-- Begin Dataset records --

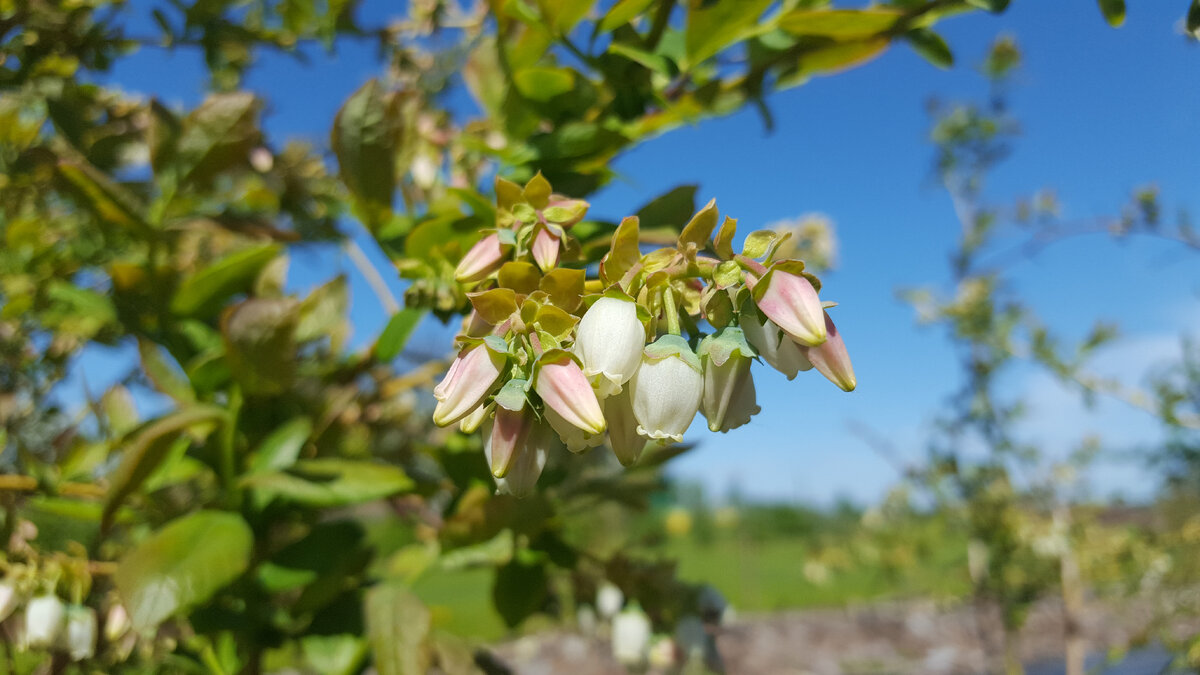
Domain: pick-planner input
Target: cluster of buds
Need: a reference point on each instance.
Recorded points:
(46, 622)
(551, 358)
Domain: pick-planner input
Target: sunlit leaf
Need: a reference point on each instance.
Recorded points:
(205, 291)
(397, 625)
(148, 449)
(183, 565)
(397, 332)
(330, 482)
(366, 137)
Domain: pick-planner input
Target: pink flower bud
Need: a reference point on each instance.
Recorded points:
(471, 377)
(792, 303)
(528, 459)
(777, 348)
(508, 435)
(832, 359)
(485, 257)
(565, 389)
(545, 249)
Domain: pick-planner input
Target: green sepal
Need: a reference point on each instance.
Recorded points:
(673, 346)
(513, 395)
(720, 347)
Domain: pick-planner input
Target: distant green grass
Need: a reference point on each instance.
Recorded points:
(754, 575)
(769, 575)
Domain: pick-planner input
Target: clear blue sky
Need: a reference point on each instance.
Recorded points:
(1103, 111)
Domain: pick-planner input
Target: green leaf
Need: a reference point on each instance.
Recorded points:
(623, 12)
(366, 138)
(325, 483)
(543, 83)
(323, 312)
(930, 46)
(673, 208)
(261, 347)
(624, 252)
(397, 332)
(217, 136)
(282, 447)
(717, 24)
(841, 24)
(701, 226)
(149, 448)
(1113, 11)
(397, 626)
(183, 565)
(204, 292)
(108, 201)
(167, 376)
(519, 591)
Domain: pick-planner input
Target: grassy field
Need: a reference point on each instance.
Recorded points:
(754, 575)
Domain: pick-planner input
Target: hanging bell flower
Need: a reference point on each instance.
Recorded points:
(81, 633)
(667, 389)
(9, 598)
(565, 389)
(792, 303)
(631, 637)
(545, 249)
(773, 345)
(609, 341)
(469, 378)
(528, 459)
(43, 621)
(832, 359)
(726, 358)
(485, 257)
(627, 442)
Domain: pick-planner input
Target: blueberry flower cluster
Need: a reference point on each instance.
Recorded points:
(551, 358)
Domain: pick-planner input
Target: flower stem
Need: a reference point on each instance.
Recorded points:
(671, 310)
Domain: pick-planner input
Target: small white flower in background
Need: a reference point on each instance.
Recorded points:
(773, 345)
(425, 171)
(9, 598)
(609, 599)
(667, 389)
(663, 652)
(81, 633)
(43, 621)
(631, 637)
(609, 341)
(691, 638)
(117, 622)
(586, 619)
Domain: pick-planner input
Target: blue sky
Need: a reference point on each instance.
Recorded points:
(1102, 111)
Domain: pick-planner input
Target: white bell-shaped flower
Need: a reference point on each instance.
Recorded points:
(43, 621)
(627, 442)
(667, 389)
(726, 358)
(773, 345)
(631, 637)
(609, 341)
(9, 598)
(81, 633)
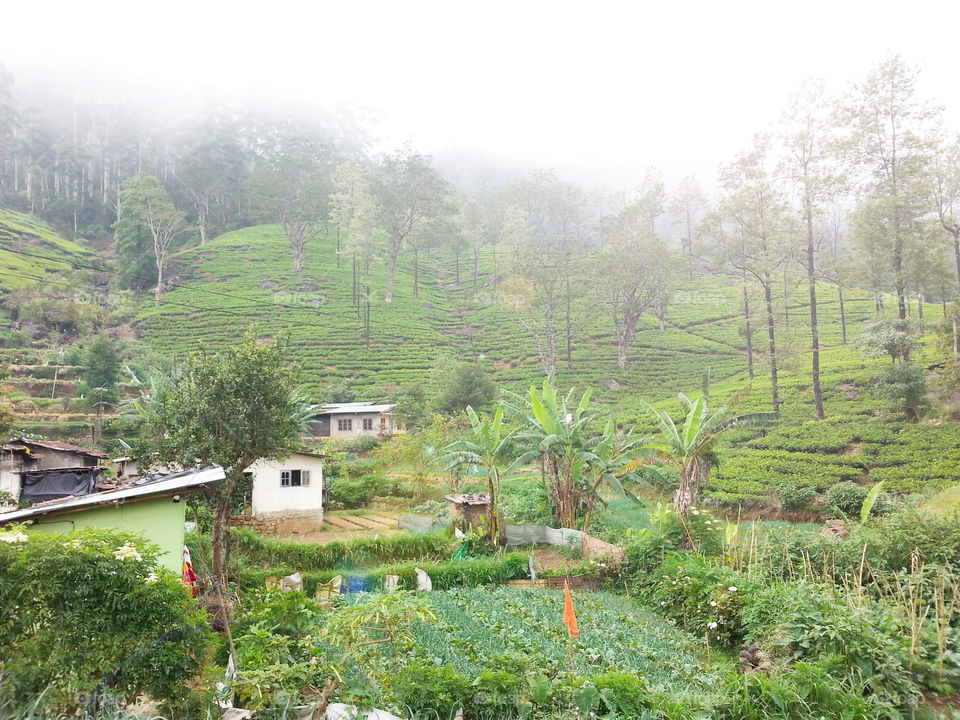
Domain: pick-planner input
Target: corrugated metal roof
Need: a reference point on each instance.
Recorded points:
(139, 489)
(56, 445)
(341, 408)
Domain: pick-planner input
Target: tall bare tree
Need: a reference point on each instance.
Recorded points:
(633, 276)
(145, 207)
(805, 135)
(946, 192)
(754, 204)
(686, 205)
(411, 195)
(291, 187)
(887, 140)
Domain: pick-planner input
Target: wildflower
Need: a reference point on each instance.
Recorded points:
(127, 552)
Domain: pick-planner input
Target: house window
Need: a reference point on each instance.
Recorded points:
(294, 478)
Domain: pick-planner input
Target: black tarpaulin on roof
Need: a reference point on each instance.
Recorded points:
(53, 484)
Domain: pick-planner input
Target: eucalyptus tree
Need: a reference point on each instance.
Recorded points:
(411, 195)
(209, 174)
(691, 447)
(887, 141)
(355, 212)
(488, 448)
(686, 205)
(231, 408)
(754, 204)
(545, 228)
(291, 187)
(634, 267)
(146, 213)
(805, 137)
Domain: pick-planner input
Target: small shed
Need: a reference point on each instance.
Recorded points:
(468, 510)
(152, 506)
(290, 491)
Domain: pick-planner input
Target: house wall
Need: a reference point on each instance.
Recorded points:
(357, 429)
(270, 497)
(160, 521)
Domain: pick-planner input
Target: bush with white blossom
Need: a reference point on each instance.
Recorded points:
(90, 611)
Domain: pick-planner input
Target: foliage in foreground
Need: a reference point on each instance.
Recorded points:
(90, 611)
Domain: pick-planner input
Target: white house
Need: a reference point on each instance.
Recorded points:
(347, 421)
(289, 489)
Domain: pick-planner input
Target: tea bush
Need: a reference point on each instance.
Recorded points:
(847, 497)
(91, 610)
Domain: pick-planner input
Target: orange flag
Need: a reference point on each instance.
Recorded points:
(569, 616)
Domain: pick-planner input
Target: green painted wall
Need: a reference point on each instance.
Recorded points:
(159, 520)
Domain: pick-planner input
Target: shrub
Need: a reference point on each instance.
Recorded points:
(904, 387)
(796, 499)
(701, 597)
(809, 690)
(847, 497)
(91, 609)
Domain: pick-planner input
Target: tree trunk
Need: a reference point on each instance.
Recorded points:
(749, 329)
(416, 272)
(814, 329)
(393, 267)
(771, 345)
(218, 545)
(956, 255)
(569, 333)
(843, 317)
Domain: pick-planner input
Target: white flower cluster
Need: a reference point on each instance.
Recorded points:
(127, 552)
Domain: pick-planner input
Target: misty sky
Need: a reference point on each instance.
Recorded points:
(597, 90)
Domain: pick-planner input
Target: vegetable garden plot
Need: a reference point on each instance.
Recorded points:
(476, 627)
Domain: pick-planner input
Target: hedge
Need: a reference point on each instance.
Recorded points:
(259, 551)
(444, 575)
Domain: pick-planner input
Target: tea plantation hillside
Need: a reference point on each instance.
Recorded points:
(246, 277)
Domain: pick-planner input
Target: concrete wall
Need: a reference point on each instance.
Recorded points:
(10, 467)
(356, 429)
(270, 497)
(159, 520)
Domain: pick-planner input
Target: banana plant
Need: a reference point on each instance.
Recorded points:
(691, 447)
(575, 457)
(488, 449)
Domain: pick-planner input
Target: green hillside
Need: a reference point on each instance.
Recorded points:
(29, 249)
(246, 277)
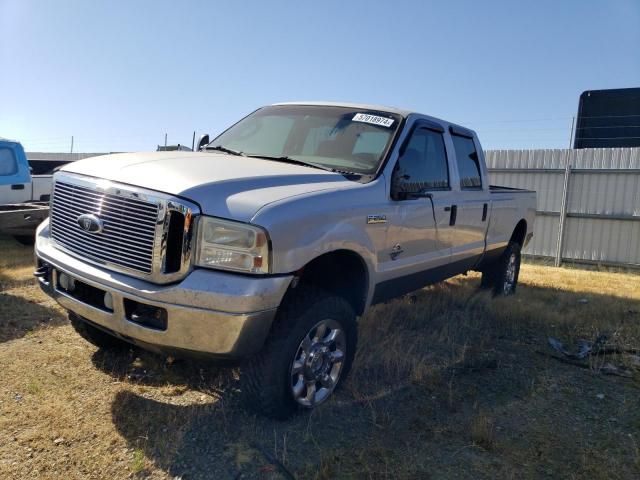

-- End Dataset records --

- _Set task_
Please list every line of the data above that contains the word "hillside".

- _Output of the exercise_
Target: tea plantation hillside
Target: green hillside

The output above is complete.